# 150 gallon planted lighting question



## Biomarine2000 (Apr 14, 2013)

I have a 150 gallon tank that is 48"w x 24"d x 30"h. I'm really new to the planted fish aquarium. I made mineralized soil capped with black sand. My lighting is what I have questions about. I have 2 beamswork 800's on the tank right now. I started with only one but some of the plants started to die so I figured I wasn't getting enough light penitration. I put a second one on the other day. A local fish member gave me some of his clippings, but I don't know what they are called. I don't know if the lights I have will do the trick or not. Here are the specs on the lights. 

Dimension: 48" X 5" X 1"

174x HQ 0.1W LED (162x 10000K daylight, 12x 460nm Actinic)
1810 Lumen
Super slim housing in black finish. 
2 mode ON / OFF power switch ( Full mode and lunar mode)
Extend-able bracket . 50" max lenght.
AC110-240V AC adapter
CE ceritifed.

I could use some help. Thanks


----------



## snichols (Jun 18, 2013)

Biomarine,

They will really need the type of plants you have or wan to keep to give lighting answers. The different types need different quantities of light.


----------



## Biomarine2000 (Apr 14, 2013)




----------



## snichols (Jun 18, 2013)

Nice looking tank. I think you will be told to add more plants. Someone with more experience will need to let you know about the plants, I can't tell by looking what they are.


----------

| Short task |
In the aquarium lighting thread, what was the mineralized soil capped with?

| Record list |
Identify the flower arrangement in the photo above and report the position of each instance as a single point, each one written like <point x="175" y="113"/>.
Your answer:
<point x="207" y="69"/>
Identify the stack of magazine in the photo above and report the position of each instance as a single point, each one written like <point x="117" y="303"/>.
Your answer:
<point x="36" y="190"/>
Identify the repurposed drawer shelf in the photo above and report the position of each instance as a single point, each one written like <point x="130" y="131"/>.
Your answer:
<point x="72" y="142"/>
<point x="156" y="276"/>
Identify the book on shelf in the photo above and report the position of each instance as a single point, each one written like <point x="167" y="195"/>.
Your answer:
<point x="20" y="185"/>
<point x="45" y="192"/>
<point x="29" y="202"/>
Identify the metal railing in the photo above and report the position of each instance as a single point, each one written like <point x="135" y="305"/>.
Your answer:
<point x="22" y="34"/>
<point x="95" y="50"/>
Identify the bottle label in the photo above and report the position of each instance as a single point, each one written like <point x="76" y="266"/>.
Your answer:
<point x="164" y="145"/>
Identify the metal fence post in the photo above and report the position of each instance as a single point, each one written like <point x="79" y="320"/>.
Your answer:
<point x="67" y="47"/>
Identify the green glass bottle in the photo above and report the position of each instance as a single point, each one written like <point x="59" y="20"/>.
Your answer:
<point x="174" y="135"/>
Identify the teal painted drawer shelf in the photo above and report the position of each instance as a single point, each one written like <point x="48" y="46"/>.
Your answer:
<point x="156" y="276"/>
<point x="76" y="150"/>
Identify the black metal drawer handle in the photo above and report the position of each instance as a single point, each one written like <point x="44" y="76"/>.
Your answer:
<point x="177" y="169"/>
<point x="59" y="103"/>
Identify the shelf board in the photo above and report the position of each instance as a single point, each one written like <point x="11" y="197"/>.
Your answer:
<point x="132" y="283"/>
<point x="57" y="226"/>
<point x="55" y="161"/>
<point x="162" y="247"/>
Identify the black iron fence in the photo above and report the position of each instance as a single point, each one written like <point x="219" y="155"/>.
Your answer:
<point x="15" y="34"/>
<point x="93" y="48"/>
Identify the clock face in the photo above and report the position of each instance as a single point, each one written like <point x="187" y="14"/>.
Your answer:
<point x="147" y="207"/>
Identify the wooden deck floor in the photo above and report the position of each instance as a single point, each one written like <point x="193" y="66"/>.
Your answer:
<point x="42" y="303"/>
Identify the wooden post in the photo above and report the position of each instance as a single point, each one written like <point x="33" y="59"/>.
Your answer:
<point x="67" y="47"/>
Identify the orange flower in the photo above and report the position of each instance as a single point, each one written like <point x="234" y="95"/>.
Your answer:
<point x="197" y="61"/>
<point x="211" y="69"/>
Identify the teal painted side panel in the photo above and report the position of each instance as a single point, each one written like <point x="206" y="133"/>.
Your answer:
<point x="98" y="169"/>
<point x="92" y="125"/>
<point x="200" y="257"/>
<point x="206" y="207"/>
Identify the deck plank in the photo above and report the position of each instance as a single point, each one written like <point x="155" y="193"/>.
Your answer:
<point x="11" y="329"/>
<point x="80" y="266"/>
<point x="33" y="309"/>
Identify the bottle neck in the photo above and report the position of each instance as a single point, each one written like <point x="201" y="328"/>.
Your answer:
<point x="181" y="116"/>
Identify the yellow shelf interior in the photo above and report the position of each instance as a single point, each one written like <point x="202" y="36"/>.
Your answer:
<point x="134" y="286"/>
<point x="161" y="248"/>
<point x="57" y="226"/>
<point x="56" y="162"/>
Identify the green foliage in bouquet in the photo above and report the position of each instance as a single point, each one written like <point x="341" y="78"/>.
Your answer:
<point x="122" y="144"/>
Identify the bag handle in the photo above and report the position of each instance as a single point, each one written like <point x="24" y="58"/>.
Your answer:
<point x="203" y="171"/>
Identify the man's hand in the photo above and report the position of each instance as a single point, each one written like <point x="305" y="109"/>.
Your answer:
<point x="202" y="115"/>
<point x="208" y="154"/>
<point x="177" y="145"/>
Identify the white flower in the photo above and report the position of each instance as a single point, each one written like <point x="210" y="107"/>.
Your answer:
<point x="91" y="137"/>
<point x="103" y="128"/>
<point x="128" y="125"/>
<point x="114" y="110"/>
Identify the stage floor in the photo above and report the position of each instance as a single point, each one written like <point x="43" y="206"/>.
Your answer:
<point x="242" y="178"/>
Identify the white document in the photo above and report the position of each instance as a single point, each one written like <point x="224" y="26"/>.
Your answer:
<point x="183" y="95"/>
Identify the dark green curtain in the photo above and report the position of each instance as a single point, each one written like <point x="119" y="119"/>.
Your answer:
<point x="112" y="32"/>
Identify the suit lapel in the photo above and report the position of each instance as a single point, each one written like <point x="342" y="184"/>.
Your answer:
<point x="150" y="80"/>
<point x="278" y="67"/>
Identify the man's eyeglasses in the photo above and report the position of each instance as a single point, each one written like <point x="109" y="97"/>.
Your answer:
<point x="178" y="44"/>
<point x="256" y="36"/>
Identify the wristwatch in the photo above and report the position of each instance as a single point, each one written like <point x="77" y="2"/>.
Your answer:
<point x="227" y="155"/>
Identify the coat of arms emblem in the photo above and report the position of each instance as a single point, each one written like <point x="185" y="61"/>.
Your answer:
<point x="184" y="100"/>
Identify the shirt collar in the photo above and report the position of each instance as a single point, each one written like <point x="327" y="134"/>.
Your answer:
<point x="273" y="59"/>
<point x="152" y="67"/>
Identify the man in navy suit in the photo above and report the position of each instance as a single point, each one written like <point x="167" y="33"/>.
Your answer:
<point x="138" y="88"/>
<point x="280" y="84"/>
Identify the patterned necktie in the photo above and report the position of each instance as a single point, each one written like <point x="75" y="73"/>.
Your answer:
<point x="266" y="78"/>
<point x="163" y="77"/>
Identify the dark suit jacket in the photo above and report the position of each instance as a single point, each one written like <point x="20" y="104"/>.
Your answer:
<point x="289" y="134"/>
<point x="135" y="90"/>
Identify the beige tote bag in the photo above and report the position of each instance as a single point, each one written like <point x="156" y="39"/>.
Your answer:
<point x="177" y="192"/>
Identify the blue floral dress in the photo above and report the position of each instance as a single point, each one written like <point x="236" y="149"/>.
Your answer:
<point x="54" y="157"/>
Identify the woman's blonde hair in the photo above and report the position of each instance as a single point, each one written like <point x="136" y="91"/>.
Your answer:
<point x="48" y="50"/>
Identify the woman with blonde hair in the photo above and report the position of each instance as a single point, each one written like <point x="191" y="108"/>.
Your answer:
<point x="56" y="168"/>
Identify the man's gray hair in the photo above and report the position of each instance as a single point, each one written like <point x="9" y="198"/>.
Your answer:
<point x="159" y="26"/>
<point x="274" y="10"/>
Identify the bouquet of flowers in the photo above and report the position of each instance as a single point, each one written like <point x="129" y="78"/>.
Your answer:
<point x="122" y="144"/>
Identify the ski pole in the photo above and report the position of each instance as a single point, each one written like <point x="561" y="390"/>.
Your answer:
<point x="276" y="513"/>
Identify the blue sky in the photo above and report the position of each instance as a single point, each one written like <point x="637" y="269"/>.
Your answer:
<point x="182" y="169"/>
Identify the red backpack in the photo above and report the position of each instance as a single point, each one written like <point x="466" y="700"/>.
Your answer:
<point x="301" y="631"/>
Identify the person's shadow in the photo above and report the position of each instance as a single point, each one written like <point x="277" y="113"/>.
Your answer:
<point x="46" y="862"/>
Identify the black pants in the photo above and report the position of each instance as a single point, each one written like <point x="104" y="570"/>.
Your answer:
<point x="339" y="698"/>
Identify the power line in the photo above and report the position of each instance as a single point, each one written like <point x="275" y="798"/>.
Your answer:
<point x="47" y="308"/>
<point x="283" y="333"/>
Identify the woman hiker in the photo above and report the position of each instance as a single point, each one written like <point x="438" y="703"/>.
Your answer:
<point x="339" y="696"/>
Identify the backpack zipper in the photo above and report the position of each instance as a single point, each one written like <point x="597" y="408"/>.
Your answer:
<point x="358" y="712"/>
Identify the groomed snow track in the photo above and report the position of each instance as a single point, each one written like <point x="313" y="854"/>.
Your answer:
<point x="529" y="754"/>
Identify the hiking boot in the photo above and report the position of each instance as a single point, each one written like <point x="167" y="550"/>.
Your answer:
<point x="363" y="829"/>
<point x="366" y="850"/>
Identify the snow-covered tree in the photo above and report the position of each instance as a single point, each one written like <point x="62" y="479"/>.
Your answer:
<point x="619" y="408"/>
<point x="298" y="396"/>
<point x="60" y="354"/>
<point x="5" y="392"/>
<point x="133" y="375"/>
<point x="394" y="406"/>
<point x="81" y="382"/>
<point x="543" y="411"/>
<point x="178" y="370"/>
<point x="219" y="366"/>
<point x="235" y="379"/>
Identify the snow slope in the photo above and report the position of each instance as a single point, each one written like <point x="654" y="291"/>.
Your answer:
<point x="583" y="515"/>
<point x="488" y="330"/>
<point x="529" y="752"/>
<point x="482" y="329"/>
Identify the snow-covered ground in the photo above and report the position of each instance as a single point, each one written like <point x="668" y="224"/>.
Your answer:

| Finished exercise |
Black sand.